§ **Activity**: If a line of the listing contains the string "basketball", return that line.

• • • •

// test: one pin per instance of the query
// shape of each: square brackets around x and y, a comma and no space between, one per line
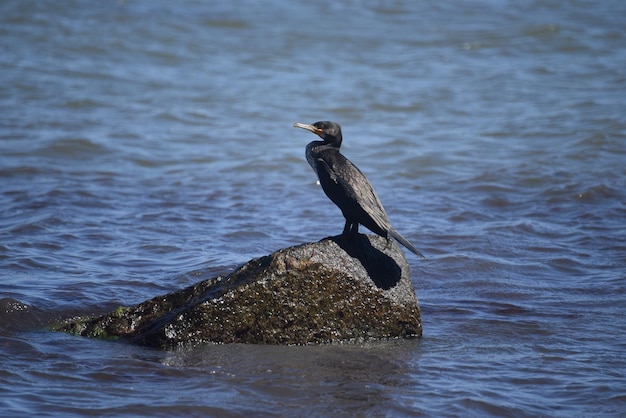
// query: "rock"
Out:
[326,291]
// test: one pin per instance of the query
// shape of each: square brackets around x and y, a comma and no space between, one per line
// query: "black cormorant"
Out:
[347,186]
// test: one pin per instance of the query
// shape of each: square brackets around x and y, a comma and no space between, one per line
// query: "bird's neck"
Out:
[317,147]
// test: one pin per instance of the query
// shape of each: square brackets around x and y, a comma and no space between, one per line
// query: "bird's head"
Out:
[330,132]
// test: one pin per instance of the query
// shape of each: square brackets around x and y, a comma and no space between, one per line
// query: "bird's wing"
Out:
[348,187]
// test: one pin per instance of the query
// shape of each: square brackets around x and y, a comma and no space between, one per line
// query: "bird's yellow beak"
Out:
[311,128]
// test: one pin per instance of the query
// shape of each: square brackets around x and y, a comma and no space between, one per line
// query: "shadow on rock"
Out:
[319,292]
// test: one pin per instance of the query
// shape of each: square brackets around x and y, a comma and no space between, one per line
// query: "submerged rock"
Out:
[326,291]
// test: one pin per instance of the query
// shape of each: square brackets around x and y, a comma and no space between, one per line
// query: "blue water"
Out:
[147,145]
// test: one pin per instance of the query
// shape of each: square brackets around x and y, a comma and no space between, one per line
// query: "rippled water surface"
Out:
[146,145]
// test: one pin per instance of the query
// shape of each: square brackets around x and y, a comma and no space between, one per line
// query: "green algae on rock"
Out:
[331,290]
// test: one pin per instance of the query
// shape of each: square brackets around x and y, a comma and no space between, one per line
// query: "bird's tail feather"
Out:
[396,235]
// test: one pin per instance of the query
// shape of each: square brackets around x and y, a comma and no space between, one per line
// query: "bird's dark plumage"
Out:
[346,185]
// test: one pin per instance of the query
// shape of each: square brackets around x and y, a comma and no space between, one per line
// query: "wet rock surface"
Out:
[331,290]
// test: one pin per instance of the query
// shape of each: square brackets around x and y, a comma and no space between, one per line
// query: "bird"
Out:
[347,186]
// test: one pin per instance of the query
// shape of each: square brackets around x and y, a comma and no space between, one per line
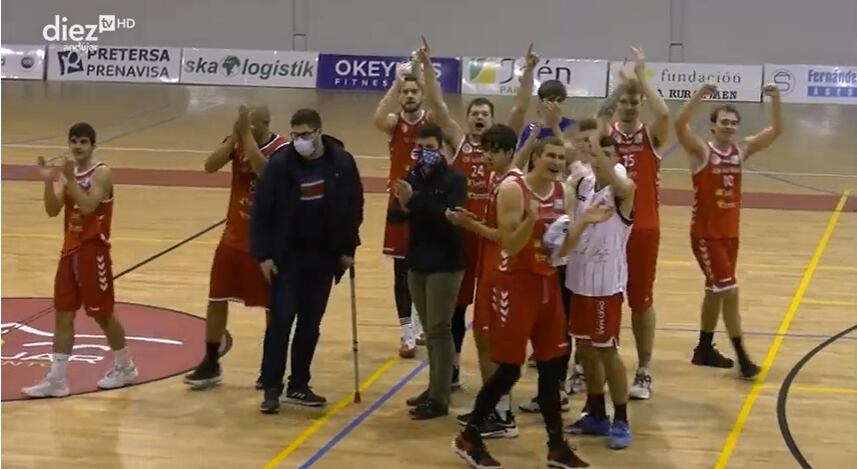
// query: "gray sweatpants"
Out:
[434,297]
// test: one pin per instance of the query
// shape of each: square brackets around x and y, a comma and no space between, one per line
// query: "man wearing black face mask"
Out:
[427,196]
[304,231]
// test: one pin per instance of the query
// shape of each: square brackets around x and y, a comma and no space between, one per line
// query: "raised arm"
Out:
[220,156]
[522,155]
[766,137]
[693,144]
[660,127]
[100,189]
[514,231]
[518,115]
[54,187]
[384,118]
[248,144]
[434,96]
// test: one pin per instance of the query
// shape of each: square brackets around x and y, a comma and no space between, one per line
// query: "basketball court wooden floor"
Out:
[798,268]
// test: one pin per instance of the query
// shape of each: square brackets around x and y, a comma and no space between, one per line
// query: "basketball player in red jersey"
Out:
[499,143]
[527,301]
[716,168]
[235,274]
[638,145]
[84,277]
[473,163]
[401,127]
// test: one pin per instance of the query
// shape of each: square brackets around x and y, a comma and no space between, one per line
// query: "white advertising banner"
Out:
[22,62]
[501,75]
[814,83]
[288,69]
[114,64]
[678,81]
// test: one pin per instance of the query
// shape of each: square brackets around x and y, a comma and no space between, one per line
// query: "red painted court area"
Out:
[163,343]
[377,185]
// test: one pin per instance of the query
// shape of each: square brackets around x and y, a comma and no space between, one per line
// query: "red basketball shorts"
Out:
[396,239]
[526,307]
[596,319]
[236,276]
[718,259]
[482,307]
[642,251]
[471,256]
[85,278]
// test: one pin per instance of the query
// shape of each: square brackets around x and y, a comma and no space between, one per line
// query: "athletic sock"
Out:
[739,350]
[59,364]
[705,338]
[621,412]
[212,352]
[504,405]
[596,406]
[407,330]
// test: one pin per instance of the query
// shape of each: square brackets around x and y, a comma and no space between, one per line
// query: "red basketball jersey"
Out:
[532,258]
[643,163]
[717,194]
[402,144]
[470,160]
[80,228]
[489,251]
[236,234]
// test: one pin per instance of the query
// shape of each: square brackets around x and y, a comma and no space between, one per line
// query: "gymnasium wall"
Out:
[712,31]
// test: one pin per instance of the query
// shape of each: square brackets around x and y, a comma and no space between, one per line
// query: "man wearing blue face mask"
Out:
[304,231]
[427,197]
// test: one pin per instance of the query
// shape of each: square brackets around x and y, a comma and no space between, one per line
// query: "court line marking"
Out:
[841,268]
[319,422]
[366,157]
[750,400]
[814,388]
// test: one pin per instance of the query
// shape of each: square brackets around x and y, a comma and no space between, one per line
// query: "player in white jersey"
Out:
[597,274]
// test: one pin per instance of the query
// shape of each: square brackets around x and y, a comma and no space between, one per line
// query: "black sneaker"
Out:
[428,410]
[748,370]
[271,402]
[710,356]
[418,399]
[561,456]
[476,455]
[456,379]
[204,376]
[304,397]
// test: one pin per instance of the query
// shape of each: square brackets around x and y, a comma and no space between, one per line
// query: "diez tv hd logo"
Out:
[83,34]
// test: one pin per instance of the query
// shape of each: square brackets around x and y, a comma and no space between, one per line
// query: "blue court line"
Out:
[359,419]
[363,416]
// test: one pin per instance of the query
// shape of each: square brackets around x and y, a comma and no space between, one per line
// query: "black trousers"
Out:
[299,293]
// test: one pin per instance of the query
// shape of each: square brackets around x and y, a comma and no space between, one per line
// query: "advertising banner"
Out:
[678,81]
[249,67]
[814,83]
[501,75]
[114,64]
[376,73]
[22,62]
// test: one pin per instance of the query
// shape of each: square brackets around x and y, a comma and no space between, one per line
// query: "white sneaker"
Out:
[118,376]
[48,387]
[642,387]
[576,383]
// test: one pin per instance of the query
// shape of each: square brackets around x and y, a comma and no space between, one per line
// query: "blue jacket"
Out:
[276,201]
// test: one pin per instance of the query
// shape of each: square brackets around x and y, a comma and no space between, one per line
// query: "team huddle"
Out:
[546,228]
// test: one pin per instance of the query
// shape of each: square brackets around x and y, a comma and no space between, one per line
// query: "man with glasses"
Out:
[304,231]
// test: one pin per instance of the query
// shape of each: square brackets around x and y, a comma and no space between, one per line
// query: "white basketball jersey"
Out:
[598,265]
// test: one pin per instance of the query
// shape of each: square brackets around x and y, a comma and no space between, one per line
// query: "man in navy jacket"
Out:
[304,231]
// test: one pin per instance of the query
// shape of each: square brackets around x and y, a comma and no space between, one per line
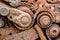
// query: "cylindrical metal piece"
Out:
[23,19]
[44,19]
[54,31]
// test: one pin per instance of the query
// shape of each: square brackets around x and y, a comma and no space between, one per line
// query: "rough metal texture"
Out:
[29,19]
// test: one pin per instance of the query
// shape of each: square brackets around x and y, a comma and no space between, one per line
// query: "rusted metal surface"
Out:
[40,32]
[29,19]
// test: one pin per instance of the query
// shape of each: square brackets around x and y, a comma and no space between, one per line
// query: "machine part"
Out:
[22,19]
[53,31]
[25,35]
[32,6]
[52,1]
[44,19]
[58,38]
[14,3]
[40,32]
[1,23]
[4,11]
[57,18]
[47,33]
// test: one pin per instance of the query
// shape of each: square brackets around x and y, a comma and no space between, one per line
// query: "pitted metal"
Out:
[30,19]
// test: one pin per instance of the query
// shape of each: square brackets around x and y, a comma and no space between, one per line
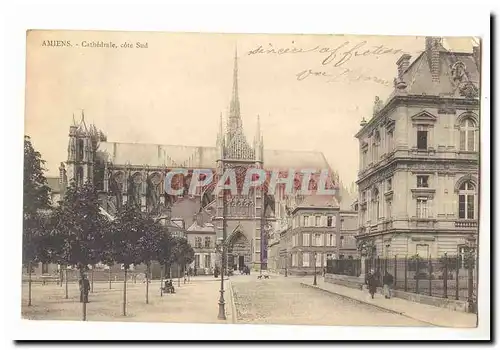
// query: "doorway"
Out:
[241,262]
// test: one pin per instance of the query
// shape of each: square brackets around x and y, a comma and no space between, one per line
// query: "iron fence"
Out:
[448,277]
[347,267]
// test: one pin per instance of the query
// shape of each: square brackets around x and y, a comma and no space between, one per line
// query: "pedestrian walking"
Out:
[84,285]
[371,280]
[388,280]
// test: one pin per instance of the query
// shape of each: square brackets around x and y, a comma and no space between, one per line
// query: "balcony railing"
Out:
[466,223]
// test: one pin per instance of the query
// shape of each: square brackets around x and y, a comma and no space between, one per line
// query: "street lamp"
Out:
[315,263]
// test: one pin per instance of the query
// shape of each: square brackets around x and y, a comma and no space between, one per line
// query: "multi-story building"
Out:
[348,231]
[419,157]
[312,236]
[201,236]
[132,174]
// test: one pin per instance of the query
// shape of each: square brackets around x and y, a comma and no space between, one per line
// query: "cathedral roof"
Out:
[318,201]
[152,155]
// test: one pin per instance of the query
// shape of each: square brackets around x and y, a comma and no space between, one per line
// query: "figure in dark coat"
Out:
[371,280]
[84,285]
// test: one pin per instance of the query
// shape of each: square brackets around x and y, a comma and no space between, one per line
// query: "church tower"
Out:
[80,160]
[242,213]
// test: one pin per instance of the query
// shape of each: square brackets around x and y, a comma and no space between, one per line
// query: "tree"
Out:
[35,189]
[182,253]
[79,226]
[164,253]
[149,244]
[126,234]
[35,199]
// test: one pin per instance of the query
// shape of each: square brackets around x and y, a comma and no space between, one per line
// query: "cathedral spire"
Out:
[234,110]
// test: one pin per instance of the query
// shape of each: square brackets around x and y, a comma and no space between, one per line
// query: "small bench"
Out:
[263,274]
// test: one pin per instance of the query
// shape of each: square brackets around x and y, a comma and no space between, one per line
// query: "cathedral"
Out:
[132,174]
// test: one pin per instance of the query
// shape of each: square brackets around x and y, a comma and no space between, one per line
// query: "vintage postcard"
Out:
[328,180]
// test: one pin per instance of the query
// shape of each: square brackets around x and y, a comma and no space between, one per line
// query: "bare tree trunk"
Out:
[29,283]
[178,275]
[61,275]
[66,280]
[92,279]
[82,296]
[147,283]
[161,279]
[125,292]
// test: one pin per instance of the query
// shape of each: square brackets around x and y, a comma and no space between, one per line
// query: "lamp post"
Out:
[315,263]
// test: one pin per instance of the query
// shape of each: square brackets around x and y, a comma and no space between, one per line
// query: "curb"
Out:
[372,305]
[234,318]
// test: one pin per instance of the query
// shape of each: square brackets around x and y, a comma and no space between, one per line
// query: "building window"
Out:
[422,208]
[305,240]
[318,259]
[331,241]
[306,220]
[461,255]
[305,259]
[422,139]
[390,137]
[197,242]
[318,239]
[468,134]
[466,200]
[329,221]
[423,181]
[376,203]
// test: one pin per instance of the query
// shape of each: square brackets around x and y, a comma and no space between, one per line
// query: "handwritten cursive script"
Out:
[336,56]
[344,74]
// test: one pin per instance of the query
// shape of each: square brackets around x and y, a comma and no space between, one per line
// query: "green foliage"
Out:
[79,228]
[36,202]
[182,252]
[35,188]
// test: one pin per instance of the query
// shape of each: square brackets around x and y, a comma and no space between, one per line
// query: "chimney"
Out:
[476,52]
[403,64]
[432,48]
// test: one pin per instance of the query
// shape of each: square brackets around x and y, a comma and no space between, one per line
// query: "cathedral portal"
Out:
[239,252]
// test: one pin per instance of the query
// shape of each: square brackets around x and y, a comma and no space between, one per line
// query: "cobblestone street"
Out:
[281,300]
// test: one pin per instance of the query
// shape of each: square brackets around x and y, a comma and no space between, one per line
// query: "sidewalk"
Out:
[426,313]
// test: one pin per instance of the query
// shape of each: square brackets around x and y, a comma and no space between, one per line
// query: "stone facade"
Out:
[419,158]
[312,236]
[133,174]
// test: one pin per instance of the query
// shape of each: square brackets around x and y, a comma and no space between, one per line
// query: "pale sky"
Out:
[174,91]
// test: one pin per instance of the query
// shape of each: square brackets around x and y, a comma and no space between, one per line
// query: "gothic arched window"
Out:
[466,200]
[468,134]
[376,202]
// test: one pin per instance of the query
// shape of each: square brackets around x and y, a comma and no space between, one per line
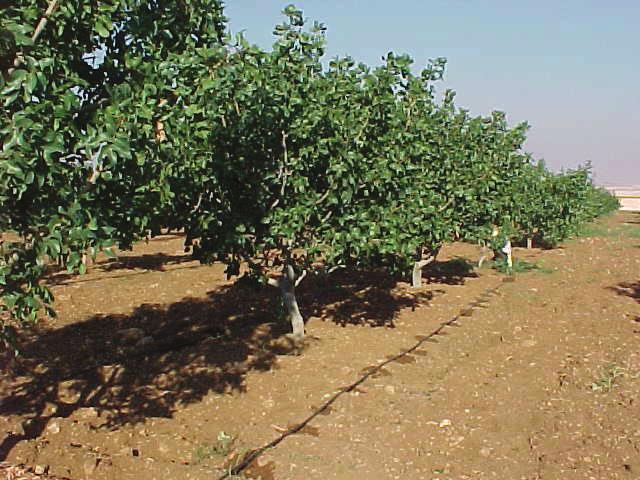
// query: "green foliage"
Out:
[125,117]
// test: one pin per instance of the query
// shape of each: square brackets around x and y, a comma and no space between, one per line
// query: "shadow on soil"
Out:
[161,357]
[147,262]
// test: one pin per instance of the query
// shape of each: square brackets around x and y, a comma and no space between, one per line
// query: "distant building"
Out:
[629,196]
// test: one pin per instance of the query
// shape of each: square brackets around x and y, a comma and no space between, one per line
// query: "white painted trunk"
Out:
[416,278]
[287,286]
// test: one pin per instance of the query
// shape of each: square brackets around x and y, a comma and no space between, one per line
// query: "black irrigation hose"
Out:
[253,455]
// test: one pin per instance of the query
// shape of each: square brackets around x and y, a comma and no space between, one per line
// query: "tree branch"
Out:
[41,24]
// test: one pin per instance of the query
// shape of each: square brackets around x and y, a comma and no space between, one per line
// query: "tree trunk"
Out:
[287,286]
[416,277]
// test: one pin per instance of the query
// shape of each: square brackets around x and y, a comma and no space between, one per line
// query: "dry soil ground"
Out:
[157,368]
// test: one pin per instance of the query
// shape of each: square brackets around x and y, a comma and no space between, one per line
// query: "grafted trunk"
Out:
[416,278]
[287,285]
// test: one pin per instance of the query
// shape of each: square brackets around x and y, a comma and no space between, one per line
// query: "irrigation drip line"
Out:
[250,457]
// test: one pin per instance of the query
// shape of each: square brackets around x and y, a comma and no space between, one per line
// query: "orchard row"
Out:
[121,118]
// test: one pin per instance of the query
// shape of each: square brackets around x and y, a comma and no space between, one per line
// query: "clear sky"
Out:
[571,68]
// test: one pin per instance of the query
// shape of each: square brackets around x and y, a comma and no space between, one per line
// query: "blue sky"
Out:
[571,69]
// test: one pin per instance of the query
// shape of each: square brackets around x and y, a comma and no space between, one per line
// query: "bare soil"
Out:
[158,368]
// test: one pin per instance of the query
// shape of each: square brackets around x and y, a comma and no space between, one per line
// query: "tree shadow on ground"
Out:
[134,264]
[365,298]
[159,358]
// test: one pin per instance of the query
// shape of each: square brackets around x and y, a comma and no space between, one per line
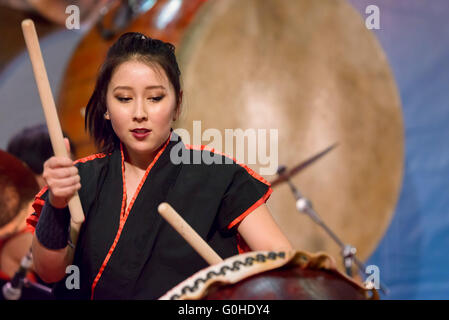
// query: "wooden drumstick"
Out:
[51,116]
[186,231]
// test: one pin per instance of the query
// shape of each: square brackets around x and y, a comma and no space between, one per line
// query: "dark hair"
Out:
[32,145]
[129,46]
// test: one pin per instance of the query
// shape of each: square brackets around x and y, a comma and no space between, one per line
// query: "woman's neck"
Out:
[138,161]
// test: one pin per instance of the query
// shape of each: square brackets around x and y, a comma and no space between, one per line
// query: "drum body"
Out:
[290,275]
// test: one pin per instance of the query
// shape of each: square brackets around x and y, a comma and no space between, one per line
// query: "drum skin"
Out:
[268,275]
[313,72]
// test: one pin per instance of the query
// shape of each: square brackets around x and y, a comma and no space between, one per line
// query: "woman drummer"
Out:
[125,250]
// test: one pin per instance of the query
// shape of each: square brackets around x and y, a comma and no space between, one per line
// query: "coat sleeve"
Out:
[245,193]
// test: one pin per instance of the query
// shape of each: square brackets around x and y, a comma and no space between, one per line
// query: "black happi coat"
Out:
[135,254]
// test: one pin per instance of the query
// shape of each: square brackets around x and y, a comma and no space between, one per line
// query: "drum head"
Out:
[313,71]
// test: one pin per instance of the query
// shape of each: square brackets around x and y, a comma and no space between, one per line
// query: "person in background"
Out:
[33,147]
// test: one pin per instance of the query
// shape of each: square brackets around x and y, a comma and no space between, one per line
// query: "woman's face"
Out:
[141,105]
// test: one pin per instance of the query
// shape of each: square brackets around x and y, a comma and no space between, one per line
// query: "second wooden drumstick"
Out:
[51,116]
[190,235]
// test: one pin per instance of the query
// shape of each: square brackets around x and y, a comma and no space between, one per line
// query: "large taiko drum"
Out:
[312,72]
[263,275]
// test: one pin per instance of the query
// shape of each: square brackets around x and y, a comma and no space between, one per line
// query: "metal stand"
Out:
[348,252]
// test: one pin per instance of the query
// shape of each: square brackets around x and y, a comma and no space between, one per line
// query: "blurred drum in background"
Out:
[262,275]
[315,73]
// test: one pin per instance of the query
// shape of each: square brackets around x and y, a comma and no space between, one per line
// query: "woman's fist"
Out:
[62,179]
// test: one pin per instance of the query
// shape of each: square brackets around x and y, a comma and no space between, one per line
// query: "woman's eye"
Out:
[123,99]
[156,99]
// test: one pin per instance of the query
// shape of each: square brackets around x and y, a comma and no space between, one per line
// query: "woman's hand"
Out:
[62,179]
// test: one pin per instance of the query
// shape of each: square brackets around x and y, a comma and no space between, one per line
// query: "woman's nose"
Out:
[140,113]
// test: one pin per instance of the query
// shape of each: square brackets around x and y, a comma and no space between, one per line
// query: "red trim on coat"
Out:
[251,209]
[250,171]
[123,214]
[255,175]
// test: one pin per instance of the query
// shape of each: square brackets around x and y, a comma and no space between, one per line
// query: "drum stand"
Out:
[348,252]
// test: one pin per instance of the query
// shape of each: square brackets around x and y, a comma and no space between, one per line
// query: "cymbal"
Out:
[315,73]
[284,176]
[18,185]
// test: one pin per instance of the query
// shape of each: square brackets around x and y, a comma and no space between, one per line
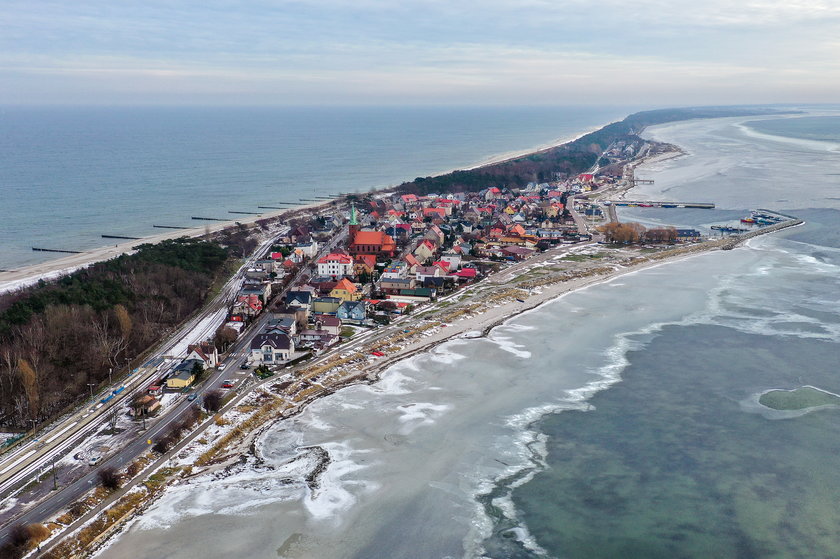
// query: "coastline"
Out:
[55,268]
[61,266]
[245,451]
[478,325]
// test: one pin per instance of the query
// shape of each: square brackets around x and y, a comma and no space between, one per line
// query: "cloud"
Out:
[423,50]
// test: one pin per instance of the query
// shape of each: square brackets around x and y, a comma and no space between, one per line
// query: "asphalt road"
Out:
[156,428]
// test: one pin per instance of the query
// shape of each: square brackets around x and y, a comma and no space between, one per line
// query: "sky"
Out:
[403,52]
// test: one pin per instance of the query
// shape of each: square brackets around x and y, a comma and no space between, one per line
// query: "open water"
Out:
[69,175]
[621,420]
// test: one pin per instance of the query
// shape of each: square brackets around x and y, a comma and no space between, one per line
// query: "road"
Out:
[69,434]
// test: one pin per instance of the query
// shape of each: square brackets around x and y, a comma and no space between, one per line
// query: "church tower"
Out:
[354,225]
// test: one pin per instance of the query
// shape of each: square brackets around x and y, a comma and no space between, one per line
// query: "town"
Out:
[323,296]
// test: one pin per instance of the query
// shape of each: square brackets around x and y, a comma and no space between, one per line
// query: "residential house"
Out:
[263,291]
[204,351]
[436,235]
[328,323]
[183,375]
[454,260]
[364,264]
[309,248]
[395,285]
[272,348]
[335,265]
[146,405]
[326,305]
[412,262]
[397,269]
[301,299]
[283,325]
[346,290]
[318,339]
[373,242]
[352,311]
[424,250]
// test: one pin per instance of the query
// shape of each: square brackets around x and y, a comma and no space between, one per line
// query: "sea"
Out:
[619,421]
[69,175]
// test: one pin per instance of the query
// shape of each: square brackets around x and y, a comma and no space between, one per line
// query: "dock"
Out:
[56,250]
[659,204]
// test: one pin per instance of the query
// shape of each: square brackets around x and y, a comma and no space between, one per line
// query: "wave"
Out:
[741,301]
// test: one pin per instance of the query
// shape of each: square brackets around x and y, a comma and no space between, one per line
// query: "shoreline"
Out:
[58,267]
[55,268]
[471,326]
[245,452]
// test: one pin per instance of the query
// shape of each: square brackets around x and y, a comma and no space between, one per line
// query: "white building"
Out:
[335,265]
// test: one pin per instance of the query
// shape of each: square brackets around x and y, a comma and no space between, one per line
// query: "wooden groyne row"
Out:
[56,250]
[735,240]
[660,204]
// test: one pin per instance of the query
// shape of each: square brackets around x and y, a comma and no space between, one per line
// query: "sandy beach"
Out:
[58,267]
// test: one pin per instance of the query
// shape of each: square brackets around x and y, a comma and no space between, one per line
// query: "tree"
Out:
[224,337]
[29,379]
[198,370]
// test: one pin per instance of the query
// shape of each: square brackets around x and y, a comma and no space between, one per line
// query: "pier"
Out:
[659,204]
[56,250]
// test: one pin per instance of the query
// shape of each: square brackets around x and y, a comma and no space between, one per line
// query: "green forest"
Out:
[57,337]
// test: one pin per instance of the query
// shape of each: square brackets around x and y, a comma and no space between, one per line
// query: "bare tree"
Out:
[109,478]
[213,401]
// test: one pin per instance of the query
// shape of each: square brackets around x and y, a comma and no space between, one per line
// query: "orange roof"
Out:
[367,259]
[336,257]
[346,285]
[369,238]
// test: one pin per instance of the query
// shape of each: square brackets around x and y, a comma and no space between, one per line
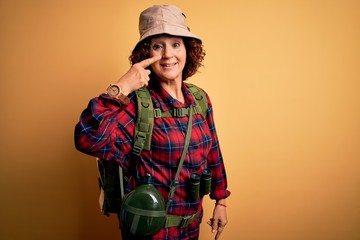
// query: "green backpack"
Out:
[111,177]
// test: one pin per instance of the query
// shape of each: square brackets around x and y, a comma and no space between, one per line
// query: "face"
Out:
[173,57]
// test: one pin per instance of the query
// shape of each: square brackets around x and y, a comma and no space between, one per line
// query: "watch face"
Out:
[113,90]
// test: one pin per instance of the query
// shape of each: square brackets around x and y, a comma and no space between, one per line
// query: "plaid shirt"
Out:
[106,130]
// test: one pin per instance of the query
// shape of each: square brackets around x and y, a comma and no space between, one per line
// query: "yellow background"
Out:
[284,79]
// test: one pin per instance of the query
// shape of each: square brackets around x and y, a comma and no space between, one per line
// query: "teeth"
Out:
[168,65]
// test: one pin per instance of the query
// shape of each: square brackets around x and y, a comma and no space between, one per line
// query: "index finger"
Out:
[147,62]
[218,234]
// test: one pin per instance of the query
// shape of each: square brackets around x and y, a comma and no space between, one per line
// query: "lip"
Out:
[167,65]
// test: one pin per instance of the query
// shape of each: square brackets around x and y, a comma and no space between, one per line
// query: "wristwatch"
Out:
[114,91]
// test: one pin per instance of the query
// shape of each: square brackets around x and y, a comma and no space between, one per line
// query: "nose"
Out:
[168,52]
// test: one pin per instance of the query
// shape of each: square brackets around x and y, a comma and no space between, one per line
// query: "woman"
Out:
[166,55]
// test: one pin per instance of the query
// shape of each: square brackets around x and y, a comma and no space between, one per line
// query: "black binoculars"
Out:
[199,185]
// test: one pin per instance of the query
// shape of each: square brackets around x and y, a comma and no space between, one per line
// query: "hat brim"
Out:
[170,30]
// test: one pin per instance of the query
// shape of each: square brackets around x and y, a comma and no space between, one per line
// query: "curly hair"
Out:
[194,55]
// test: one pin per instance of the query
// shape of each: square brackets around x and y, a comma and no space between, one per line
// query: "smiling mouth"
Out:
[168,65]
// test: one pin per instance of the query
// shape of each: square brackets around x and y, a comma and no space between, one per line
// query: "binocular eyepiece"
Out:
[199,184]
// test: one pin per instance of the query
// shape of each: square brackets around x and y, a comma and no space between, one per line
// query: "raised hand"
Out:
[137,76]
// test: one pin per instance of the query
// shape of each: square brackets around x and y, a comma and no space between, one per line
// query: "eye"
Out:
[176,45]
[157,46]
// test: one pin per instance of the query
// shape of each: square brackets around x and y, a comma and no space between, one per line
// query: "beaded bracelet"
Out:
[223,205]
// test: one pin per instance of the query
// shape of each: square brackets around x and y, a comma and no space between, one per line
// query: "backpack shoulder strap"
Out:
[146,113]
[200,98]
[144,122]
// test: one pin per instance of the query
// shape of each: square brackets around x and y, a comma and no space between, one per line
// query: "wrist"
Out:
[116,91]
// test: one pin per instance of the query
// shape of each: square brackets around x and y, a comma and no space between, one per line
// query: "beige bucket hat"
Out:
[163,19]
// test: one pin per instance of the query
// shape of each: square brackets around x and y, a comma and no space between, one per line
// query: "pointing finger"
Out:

• • • •

§ **Finished task**:
// query: "basketball court wooden floor"
// query: "basketball player in red jersey"
// query: "red basketball shorts"
// query: "red basketball jersey"
// query: "white basketball jersey"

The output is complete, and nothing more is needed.